Requirement » Write out the passage below on cleaning up phosphorus-enriched soils with hay production, starting with "Most programs adopted" and going on through "off P-enriched sites.".

Page excerpt »
· · ·
Cleaning up Phosphorus-Enriched Soils with Hay Production
Phosphorus (P) and nitrogen (N) concentrations in forage plant tissue occur in the ratio of about 1 P: 8 N (wide ratio), whereas, their ratio in cattle manure is of the order of 1 P: 2 N (narrow ratio). As a result, forage plants tend to absorb and utilize relatively more N than P when manure is repeatedly land-applied for pasture production and the excess P tends to accumulate in soils. Excessive P accumulation and subsequent runoff of soil P are linked to periodic algae blooms and degradation of natural ecosystems in Florida, which could impact recreational use of surface waters such as Lake Okeechobee. A key objective of the Lake Okeechobee Protection Program is to develop and implement environmentally sound and cost-effective P-remediation programs.
Most programs adopted so far aim at binding the excess soil P tightly in the soil with chemical amendments, such as water treatment residuals, so that the P does not migrate off site. It is important, however, that other P-remediation approaches be included that will mine the excess soil P off P-enriched sites.
Pasture production is the largest land use option in the region surrounding the Lake Okeechobee Basin in Florida. Typically, water from a dairy wastewater withholding lagoon is used to irrigate grass for hay production and grass yield and quality increase with increasing rate of N-fertilization. At UF/IFAS, we have been investigating for the past two years the P-mining potential of several warm season grasses used for hay production in the Lake Okeechobee Basin with cooperation from a local commercial Dairy operation. The objectives of these studies were to determine the effects of N-fertilization rate on 1) forage production, forage quality, and forage P-removal; 2) changes in residual soil-P; and 3) leaching and runoff of both nitrate and soluble P from the experimental site.
· · ·
Dataset excerpts »
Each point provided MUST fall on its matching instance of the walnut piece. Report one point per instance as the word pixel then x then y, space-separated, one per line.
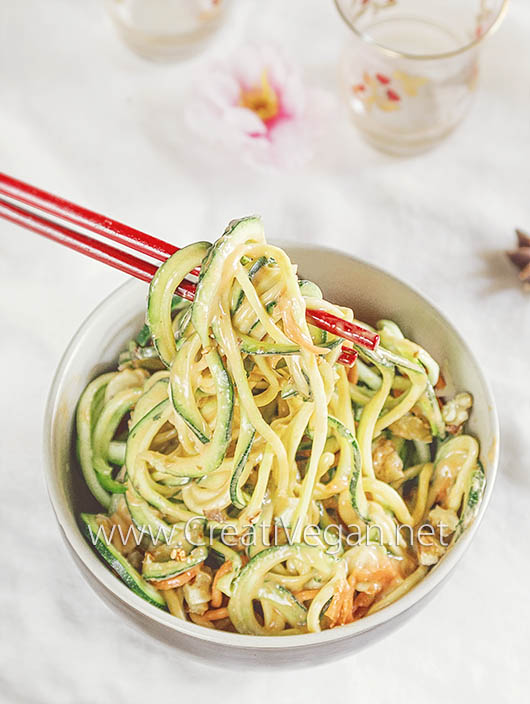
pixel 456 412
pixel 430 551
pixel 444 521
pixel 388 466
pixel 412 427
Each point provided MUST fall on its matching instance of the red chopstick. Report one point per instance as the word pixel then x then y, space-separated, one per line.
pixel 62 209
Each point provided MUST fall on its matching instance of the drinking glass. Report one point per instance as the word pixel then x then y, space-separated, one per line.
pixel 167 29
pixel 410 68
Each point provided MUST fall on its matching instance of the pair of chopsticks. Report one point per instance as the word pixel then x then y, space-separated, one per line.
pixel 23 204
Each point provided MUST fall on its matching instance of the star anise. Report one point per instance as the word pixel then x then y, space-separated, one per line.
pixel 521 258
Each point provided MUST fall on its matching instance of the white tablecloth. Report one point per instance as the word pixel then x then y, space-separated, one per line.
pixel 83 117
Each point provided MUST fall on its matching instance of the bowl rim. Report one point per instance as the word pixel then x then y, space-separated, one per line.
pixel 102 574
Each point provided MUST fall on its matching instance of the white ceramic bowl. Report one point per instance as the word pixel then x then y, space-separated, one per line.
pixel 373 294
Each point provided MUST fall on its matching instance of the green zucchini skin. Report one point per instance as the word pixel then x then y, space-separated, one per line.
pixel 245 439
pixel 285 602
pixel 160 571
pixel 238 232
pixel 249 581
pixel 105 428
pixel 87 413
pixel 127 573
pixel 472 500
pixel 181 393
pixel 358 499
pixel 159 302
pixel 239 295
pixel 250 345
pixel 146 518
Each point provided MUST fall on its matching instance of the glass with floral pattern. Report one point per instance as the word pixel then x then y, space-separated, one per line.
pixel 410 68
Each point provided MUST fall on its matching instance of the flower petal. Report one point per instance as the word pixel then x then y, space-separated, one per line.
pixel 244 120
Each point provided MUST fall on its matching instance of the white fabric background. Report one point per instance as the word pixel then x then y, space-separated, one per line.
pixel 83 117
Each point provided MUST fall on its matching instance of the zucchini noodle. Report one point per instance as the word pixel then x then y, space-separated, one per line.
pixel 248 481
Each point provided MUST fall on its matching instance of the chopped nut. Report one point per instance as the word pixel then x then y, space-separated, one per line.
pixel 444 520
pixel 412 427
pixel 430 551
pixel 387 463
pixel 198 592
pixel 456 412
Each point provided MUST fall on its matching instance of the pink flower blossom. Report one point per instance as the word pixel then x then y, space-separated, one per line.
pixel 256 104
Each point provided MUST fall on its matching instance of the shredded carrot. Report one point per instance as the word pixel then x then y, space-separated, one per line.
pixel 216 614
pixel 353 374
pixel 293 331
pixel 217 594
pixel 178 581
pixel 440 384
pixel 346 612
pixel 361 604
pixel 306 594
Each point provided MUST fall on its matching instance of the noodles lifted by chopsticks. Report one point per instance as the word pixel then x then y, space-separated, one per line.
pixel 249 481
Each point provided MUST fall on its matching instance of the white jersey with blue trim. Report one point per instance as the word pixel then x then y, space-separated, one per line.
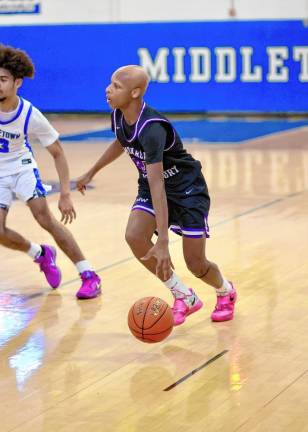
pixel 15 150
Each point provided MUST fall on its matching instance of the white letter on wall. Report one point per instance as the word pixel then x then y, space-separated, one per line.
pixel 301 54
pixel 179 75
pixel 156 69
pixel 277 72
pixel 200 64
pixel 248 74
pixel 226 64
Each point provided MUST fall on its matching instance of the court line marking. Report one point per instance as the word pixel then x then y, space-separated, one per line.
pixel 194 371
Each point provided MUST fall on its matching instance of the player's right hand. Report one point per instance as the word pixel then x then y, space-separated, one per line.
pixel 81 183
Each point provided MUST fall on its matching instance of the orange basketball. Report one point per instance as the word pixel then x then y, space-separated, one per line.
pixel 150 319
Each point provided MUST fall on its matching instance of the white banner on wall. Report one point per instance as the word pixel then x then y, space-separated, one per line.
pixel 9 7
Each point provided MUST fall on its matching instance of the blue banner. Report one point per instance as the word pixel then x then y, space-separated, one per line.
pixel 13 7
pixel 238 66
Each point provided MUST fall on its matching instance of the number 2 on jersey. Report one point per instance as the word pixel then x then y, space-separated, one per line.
· · ·
Output of the exercise »
Most programs adopted so far aim at binding the excess soil P tightly in the soil with chemical amendments, such as water treatment residuals, so that the P does not migrate off site. It is important, however, that other P-remediation approaches be included that will mine the excess soil P off P-enriched sites.